La France et d'autres pays, dont l'Allemagne et le Royaume-Uni, tâchent actuellement de fournir un cadre réglementaire à la modération des contenus sur les réseaux sociaux. Si ces initiatives sont souvent encouragées par les pouvoirs publics, elles font l'objet de vifs débats quant à leur impact potentiel sur la liberté d'expression. Dans cet entretien, Claire Wardle, présidente exécutive de First Draft et membre du précédent groupe de travail de l'Institut Montaigne Media Polarization "à la française"?, soutient qu'une réflexion multinationale sur la modération des contenus serait bénéfique pour des pays qui ont travaillé jusqu'ici en vase clos.

La mission de régulation des réseaux sociaux insiste sur l’importance de la transparence des algorithmes utilisés par les plateformes et le principe de "responsabilité dès la conception" (accountability by design). Quel regard portez-vous sur cette approche ? La pensez-vous à même de réduire les nuisances en ligne ?

**DONNÉES FOURNIES**.

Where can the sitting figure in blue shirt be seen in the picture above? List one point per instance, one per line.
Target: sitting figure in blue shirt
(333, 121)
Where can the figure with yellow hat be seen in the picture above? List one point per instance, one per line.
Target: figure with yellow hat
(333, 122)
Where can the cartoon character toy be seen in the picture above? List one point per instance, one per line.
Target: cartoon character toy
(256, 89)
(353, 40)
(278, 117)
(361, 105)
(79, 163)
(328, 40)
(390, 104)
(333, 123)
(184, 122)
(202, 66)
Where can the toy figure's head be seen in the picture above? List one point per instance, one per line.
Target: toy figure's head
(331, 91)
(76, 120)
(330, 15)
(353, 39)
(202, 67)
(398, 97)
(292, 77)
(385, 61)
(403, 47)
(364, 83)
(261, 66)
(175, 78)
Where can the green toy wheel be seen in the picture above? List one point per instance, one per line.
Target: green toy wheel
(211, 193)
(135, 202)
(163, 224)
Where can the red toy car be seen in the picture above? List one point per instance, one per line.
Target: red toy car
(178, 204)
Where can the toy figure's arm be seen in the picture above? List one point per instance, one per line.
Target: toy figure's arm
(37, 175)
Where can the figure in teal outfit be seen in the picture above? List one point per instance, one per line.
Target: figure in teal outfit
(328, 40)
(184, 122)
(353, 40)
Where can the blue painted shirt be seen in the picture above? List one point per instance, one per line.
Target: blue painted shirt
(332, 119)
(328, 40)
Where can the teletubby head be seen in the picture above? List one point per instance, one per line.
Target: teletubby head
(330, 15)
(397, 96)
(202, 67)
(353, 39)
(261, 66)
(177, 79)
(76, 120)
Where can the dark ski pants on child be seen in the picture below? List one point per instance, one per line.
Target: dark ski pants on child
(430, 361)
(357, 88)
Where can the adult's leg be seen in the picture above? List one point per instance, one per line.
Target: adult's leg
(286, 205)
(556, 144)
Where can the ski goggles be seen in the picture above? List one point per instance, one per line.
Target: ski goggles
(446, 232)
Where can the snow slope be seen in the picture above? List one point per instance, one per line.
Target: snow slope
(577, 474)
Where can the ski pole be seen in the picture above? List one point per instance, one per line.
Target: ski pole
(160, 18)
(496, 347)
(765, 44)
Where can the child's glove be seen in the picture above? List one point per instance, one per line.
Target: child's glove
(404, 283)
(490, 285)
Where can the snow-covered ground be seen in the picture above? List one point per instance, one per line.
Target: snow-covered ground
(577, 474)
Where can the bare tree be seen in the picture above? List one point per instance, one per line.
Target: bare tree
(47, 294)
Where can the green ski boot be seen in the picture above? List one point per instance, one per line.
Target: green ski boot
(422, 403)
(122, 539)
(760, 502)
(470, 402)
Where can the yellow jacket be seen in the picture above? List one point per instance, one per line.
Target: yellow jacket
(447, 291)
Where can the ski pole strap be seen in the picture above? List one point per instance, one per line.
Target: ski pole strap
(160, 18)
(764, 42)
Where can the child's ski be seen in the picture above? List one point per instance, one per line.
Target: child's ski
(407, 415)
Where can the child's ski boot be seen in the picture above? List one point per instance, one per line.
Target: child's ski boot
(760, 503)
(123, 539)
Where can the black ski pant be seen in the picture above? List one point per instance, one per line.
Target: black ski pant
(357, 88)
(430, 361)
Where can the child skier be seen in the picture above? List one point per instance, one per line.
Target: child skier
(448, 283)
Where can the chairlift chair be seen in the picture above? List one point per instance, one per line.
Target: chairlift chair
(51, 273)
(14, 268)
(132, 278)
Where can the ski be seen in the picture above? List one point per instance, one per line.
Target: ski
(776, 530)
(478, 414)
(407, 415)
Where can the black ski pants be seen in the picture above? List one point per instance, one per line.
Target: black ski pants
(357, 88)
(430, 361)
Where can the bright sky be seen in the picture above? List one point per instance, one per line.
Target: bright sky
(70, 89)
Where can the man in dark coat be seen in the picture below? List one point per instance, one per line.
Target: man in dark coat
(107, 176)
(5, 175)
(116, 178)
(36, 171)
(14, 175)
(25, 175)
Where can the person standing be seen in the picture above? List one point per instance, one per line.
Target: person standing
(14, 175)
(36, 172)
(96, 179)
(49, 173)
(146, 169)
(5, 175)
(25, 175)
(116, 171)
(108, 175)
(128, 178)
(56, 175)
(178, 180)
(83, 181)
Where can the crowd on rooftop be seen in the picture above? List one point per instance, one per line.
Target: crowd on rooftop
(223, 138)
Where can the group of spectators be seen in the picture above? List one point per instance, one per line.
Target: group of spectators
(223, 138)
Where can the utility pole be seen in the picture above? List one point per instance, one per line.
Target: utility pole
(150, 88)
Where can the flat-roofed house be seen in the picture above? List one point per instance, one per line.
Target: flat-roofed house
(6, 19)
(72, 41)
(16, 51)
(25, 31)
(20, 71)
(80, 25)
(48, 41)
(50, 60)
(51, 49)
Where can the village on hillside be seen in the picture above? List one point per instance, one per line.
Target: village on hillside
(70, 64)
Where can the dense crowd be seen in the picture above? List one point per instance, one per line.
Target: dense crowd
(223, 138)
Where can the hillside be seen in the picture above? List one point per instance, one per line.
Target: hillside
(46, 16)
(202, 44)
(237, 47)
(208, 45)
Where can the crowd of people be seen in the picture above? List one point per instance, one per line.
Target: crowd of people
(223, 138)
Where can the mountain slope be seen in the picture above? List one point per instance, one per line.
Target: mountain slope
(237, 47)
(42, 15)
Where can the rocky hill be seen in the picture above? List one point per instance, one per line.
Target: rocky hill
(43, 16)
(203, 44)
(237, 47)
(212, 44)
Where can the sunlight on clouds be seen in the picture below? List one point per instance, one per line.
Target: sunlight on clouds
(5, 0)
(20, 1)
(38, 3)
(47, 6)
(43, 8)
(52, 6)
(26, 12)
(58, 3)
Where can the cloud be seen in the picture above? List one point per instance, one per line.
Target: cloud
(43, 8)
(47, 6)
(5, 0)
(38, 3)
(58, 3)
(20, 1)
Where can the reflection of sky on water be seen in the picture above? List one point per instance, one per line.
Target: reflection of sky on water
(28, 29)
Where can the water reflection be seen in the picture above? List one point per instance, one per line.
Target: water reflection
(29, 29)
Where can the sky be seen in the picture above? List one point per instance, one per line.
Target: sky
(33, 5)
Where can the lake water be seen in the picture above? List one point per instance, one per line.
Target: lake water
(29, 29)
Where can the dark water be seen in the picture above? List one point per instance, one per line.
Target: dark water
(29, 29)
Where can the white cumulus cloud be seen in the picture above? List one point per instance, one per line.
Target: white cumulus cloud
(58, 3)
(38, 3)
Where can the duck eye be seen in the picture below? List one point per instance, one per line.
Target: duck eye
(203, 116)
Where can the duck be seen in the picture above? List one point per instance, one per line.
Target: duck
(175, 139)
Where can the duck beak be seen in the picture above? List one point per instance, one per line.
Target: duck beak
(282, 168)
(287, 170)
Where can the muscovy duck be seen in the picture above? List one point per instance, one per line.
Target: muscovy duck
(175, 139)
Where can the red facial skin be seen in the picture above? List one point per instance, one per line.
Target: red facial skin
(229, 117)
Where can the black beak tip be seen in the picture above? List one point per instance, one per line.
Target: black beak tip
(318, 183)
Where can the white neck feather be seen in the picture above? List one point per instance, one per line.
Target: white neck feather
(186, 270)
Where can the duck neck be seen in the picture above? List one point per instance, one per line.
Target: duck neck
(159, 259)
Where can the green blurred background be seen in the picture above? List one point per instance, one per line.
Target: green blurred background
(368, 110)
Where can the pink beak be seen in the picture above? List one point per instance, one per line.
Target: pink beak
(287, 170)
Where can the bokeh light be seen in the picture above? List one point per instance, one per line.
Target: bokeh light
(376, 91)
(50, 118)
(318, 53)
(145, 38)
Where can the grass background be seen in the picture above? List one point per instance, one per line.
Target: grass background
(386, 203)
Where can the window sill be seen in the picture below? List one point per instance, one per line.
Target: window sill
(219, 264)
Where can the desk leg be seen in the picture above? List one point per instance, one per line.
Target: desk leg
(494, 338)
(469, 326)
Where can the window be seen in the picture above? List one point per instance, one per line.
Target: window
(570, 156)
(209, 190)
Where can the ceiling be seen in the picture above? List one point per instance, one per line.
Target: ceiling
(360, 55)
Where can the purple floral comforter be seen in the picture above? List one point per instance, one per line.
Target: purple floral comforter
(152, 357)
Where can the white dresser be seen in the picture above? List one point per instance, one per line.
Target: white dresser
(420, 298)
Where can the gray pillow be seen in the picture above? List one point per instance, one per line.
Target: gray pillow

**À FAIRE**.
Indiquez si chacune des affirmations suivantes concorde avec le texte sur la modération des contenus, en répondant par oui ou par non et en citant les mots décisifs du texte. (a) L'Allemagne figure parmi les pays qui cherchent à encadrer la modération des contenus sur les réseaux sociaux. (b) Claire Wardle est présentée comme présidente exécutive de l'Institut Montaigne. (c) Les initiatives de régulation ne suscitent aucun débat sur la liberté d'expression. Ce matériel est distinct du texte et s'en tient à part.

**RÉPONSE FINALE**.
(a) Oui : « La France et d'autres pays, dont l'Allemagne et le Royaume-Uni, tâchent actuellement de fournir un cadre réglementaire à la modération des contenus sur les réseaux sociaux. »
(b) Non : « présidente exécutive de First Draft »
(c) Non : « elles font l'objet de vifs débats quant à leur impact potentiel sur la liberté d'expression »